**AIM OF THE TASK:** Using the listing below, keep only the lines with the word "bank" and copy them.

**RECORDS SUPPLIED:**
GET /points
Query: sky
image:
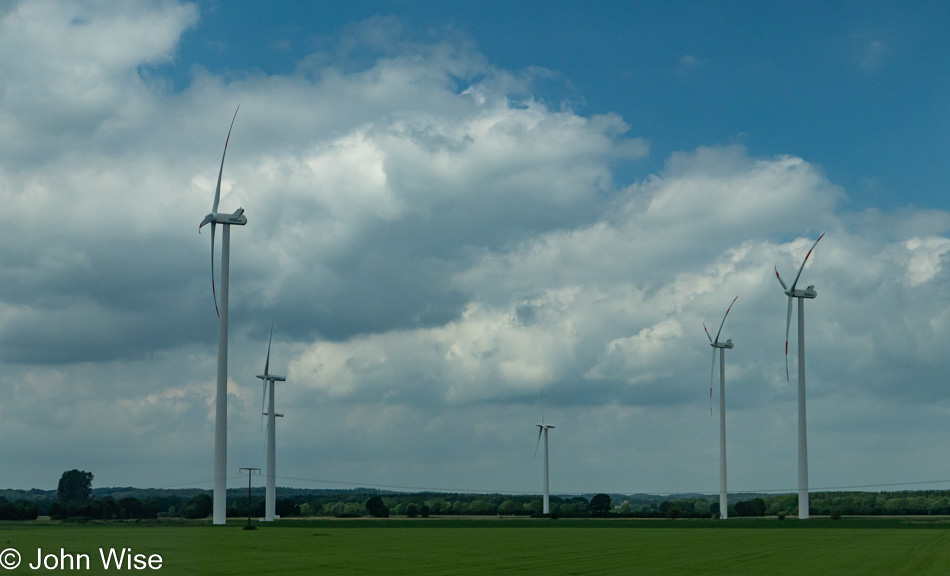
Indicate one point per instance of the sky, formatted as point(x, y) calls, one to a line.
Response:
point(456, 207)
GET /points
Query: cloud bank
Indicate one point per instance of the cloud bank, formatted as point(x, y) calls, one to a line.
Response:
point(436, 246)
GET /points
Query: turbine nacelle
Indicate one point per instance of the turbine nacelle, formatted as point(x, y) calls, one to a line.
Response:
point(728, 345)
point(806, 293)
point(237, 218)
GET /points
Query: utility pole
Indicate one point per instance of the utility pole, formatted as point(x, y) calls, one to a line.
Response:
point(250, 473)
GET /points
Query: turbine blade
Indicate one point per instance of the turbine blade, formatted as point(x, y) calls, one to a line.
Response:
point(217, 190)
point(542, 406)
point(266, 434)
point(712, 372)
point(267, 362)
point(780, 281)
point(213, 291)
point(788, 323)
point(795, 283)
point(263, 399)
point(724, 318)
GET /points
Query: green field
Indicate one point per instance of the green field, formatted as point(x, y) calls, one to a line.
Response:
point(492, 546)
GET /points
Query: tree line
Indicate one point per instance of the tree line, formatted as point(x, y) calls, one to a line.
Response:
point(75, 497)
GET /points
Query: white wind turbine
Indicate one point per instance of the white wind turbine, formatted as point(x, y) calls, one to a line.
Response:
point(221, 394)
point(270, 494)
point(802, 436)
point(722, 346)
point(543, 429)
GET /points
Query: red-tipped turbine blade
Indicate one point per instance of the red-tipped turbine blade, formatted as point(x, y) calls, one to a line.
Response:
point(217, 190)
point(263, 398)
point(795, 283)
point(780, 281)
point(788, 323)
point(724, 318)
point(213, 291)
point(267, 362)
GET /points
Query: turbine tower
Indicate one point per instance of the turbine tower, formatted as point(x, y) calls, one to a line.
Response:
point(722, 346)
point(543, 429)
point(221, 394)
point(802, 435)
point(270, 494)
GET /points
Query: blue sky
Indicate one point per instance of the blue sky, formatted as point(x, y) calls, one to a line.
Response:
point(856, 87)
point(451, 209)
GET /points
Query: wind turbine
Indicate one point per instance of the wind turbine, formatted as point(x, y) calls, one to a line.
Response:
point(802, 435)
point(543, 429)
point(270, 494)
point(722, 346)
point(221, 394)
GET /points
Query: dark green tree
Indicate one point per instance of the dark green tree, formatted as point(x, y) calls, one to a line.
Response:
point(75, 488)
point(198, 507)
point(377, 508)
point(600, 505)
point(285, 508)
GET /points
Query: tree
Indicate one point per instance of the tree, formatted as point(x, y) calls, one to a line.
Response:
point(285, 508)
point(75, 488)
point(600, 505)
point(377, 508)
point(200, 506)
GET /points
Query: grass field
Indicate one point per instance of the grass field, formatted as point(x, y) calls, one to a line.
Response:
point(443, 546)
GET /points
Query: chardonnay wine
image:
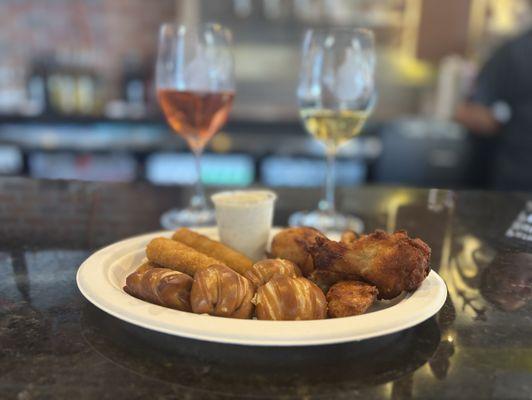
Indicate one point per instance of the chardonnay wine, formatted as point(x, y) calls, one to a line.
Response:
point(333, 127)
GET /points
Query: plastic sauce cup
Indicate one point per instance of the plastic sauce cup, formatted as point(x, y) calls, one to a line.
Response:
point(244, 219)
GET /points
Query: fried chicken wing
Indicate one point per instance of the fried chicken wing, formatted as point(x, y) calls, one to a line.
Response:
point(349, 298)
point(392, 262)
point(293, 244)
point(324, 279)
point(349, 237)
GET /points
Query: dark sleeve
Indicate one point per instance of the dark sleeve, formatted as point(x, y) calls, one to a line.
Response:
point(494, 80)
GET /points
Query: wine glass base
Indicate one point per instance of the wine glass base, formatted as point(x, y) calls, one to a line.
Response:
point(175, 218)
point(326, 221)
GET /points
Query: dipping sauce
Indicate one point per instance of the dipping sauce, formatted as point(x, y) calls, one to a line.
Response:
point(244, 219)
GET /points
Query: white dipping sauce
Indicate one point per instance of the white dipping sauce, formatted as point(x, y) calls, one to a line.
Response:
point(244, 219)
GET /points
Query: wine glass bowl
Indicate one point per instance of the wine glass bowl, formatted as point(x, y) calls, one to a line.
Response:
point(195, 88)
point(336, 94)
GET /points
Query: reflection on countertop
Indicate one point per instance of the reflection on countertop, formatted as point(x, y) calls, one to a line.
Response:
point(55, 344)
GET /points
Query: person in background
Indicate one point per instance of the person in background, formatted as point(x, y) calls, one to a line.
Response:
point(501, 106)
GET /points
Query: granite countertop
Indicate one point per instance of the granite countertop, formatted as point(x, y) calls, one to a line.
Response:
point(56, 345)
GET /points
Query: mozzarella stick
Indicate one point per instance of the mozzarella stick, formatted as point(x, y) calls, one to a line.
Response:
point(178, 256)
point(232, 258)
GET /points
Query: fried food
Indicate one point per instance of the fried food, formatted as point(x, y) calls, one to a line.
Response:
point(263, 271)
point(220, 291)
point(349, 237)
point(325, 279)
point(293, 244)
point(349, 298)
point(286, 298)
point(212, 248)
point(161, 286)
point(392, 262)
point(178, 256)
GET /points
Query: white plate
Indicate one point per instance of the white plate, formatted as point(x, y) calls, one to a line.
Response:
point(102, 276)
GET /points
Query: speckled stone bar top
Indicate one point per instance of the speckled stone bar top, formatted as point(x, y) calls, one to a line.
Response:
point(56, 345)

**TASK RESULT:**
Query: cloud bank
Indicate one point per instance of the cloud bank, formatted as point(x, y) calls, one to a line.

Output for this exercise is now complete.